##### EXTRACTED RECORDS

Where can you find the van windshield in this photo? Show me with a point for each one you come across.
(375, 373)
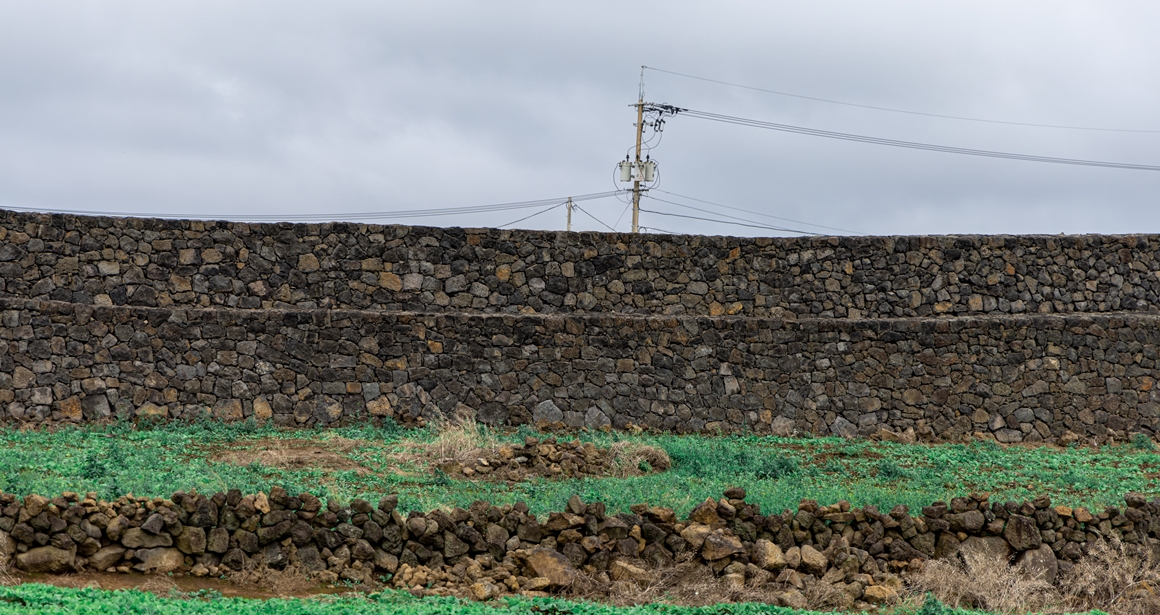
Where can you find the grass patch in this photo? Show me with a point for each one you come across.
(43, 599)
(370, 461)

##########

* WHAT NEEDS TO BE DONE *
Write out every line of the material above exactly as it stands, leaving out the pictures.

* WORKED SOLUTION *
Where can you find the van windshield in this photo? Show me with a point for each one you come across.
(375, 373)
Where can you find the grass patch in this photo? Show me with a point for each one you come across.
(43, 599)
(370, 461)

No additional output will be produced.